Bastaron dos días en aquella solitaria habitación para que mis pulmones pasaran del “ui,ui,ui,ui” al “vamos a ver”. Porque me sacaron de allí y me llevaron a la que ha sido mi casa durante las dos últimas semanas, la 418-2. Un cuarto de la cuarta con vistas al pinar del antiguo Oasis, hoy El Faro del Puerto. Desde cuyo parking, Nacho me saluda casi todos los días y desde hace unos cuantos, yo a él también, desde la ventana.
Aquí he visto transcurrir esta batalla personal por la vida, que hasta hace unos días, no he sido consciente de lo encarnizada que ha sido.
Comencé a escribir en mi muro de Facebook mis sensaciones, mis reflexiones y sobre todo lo que estaba viviendo. Me sentía como Sarah Connor intentando hacerle ver a la gente que venía el T-800, mientras ellos miraban para otro lado, como si no pasase nada. Porque esa es, lamentablemente, la actitud de muchos ante esta pandemia, que esto está pasando en otro lado o que no pasa nada. He incluso hay quien se proclama “negacionista”. Sentía que tenía que salvar el mayor número de vidas posibles, utilizando ese muro virtual para lanzar proclamas y concienciar a más de uno. Ya que desde mi situación, todo se ve más cercano porque no te lo cuenta un post aislado, es una crónica de una día a día por un corresponsal de guerra que está en primera línea de combate.
Han sido días difíciles. Creo que la asfixia y la apatía en la que he estado sumido no me van a dejar saber el alcance de lo cruenta que ha sido esta lucha. Pero lo ha sido. Y en contra de lo que muchos creéis, no ha sido lejos de ustedes. Ha sido aquí mismo, puerta con puerta. Porque este virus no te avisa y como tiene un patrón “caprichoso”, cuando te coge, te coge y bien cogido.
Mientras tanto en la pantalla de la televisión van pasando noticias propias de un país bananero, en la que sus miserables políticos no son capaces de llegar a un punto de encuentro para salvarnos de lo que tenemos encima. La rabia me quema las venas de ver en las manos de quien estamos. Unos insensatos que como las ratas en un naufragio entonan el sálvese quien pueda, porque a esos que cada cuatro años les importamos, ahora mismo les importamos un bledo.
Y vuelve la lucha. Corticoides y suero en vena, eparina, protector de estómago... todo un arsenal para derrotar a este enemigo miserable que tantas vidas se ha cobrado y lamentablemente se va a cobrar.

Fragmentos del material:
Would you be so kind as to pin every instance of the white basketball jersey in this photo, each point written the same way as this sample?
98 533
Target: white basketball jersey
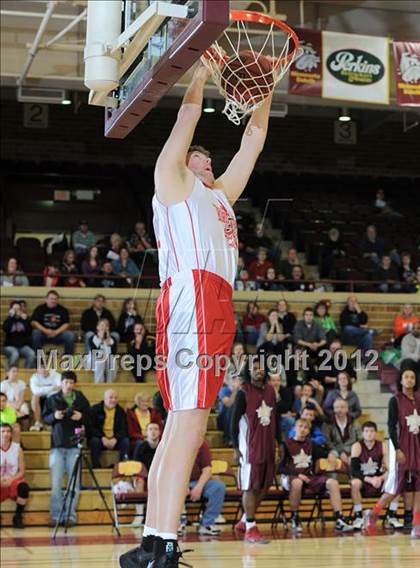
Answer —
199 232
9 461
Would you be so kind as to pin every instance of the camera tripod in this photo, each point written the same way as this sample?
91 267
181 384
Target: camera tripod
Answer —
75 477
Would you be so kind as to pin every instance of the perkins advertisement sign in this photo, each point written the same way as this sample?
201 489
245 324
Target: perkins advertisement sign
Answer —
355 68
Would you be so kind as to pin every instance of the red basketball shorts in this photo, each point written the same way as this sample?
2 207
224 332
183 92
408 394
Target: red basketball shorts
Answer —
11 491
194 335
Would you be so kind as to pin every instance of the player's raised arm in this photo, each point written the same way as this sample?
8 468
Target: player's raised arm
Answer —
173 180
235 178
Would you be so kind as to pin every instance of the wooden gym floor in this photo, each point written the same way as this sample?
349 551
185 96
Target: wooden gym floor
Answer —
96 547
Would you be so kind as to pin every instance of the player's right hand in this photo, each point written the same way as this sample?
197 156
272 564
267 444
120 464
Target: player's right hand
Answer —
400 457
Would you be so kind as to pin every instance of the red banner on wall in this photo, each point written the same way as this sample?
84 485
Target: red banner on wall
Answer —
305 75
407 72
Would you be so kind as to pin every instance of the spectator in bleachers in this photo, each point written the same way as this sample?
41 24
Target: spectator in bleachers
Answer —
12 469
13 275
308 334
69 270
8 416
108 428
407 273
333 249
284 403
404 323
146 448
388 275
323 318
244 283
337 360
345 392
271 283
343 432
51 275
50 322
298 281
258 268
317 433
299 456
65 412
91 317
91 267
271 338
251 323
126 267
311 392
139 242
14 389
102 349
139 417
286 318
372 246
128 317
286 265
202 486
108 279
259 240
18 339
115 245
383 206
410 346
44 382
139 347
354 325
300 370
226 399
83 239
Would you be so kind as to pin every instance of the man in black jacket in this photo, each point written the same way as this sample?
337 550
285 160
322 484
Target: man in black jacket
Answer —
18 341
91 317
353 321
64 411
109 428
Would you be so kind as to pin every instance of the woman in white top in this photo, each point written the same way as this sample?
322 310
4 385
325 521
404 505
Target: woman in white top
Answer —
14 389
103 348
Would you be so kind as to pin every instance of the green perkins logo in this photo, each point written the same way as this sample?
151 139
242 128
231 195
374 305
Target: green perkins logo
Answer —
355 67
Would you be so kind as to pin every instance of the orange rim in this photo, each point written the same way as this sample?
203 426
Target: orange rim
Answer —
259 18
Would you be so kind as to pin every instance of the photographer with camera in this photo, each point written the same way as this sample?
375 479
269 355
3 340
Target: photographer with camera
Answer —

Consigna: Devuelve sin ningún cambio el fragmento del texto sobre la hospitalización que empieza con las palabras que contienen "Comencé a escribir" y termina con "línea de combate.". El material es independiente del texto.

Respuesta escrita:
Comencé a escribir en mi muro de Facebook mis sensaciones, mis reflexiones y sobre todo lo que estaba viviendo. Me sentía como Sarah Connor intentando hacerle ver a la gente que venía el T-800, mientras ellos miraban para otro lado, como si no pasase nada. Porque esa es, lamentablemente, la actitud de muchos ante esta pandemia, que esto está pasando en otro lado o que no pasa nada. He incluso hay quien se proclama “negacionista”. Sentía que tenía que salvar el mayor número de vidas posibles, utilizando ese muro virtual para lanzar proclamas y concienciar a más de uno. Ya que desde mi situación, todo se ve más cercano porque no te lo cuenta un post aislado, es una crónica de una día a día por un corresponsal de guerra que está en primera línea de combate.